[Items from a data source]
★ ★ ★ ★
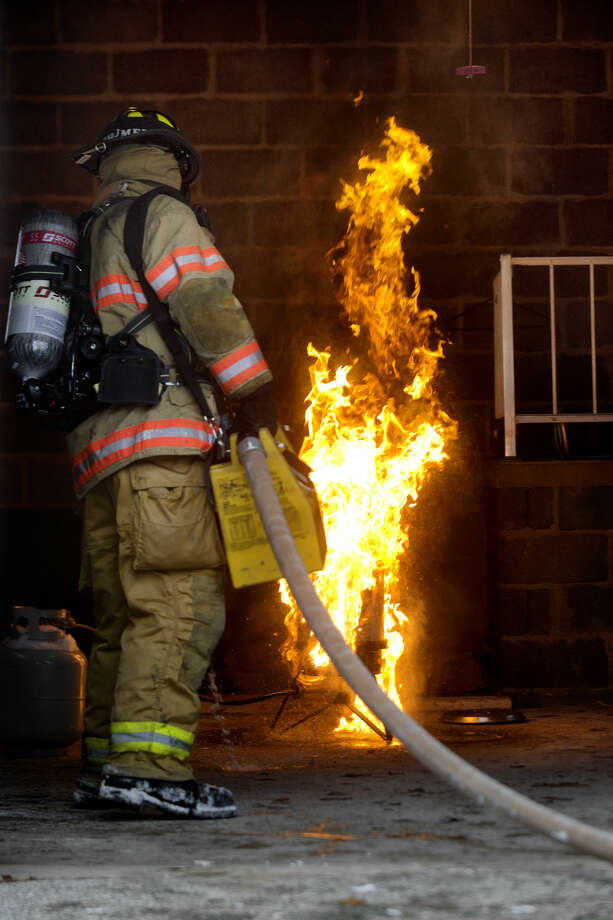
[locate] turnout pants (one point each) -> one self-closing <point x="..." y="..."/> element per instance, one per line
<point x="154" y="559"/>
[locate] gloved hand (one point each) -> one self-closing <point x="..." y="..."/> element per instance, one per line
<point x="256" y="411"/>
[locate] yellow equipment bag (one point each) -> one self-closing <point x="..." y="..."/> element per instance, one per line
<point x="250" y="557"/>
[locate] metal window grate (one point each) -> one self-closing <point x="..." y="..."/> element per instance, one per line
<point x="504" y="346"/>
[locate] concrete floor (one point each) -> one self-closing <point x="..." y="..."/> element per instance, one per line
<point x="326" y="829"/>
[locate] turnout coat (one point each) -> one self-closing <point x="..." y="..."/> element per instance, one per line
<point x="187" y="271"/>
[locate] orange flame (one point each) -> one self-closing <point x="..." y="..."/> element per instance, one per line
<point x="375" y="427"/>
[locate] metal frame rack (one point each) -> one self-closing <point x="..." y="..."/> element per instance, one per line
<point x="504" y="350"/>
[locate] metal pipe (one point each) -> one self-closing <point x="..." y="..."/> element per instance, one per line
<point x="430" y="752"/>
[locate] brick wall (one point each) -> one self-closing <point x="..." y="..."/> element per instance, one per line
<point x="552" y="575"/>
<point x="265" y="89"/>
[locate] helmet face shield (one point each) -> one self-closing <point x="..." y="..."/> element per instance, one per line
<point x="142" y="126"/>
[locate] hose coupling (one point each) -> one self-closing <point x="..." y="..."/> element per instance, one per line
<point x="248" y="444"/>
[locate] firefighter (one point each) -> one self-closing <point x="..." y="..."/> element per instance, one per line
<point x="152" y="553"/>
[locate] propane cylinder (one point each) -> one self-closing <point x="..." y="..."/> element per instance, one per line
<point x="42" y="684"/>
<point x="38" y="314"/>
★ ★ ★ ★
• Exercise instructions
All lines above must be repeated exactly, and the pictures must be omitted.

• Exercise result
[locate] turnout pants (one point each) -> one self-closing <point x="..." y="..."/> element per instance, one per line
<point x="154" y="559"/>
[locate] gloved hand (one point each) -> one self-closing <point x="..." y="..."/> element per instance, one per line
<point x="256" y="411"/>
[locate] yellow equipment bag (one point each) -> one self-closing <point x="..." y="..."/> element per instance, one per line
<point x="250" y="557"/>
[locate] metal window grate (one point each) -> one self-closing <point x="..." y="..."/> element per instance, one per line
<point x="504" y="346"/>
[locate] concrete floor (one point each) -> one self-closing <point x="..." y="..."/> element per instance, one per line
<point x="326" y="829"/>
[locate] turnout coat (one point each) -> one self-closing <point x="..." y="..."/> element per instance, one per line
<point x="187" y="271"/>
[locate] orange flame (one point each) -> one self-closing <point x="..." y="..."/> element per instance, one per line
<point x="375" y="427"/>
[locate] metal frame rack (one point each) -> one self-closing <point x="..." y="..."/> element per instance, one per line
<point x="504" y="350"/>
[locate] metal pipe (one point each) -> one self-closing <point x="..." y="..."/> element per instance, one per line
<point x="430" y="752"/>
[locate] brick wall (one point each) -> one self-closing <point x="..." y="..."/> element per instance, one per line
<point x="552" y="575"/>
<point x="265" y="89"/>
[locate] helmet face shield (one point each) -> one self-closing <point x="..." y="..."/> element per instance, one per line
<point x="142" y="126"/>
[locate] hose coupling (one point each) -> one self-closing <point x="..." y="..."/> element per instance, one per line
<point x="248" y="444"/>
[locate] firefighter (one point each) -> one self-closing <point x="..." y="..."/> element per instance, one per line
<point x="152" y="553"/>
[locate] propane cylinder (one point each) -> one self-closing <point x="..." y="..."/> element per instance, one per line
<point x="42" y="684"/>
<point x="38" y="314"/>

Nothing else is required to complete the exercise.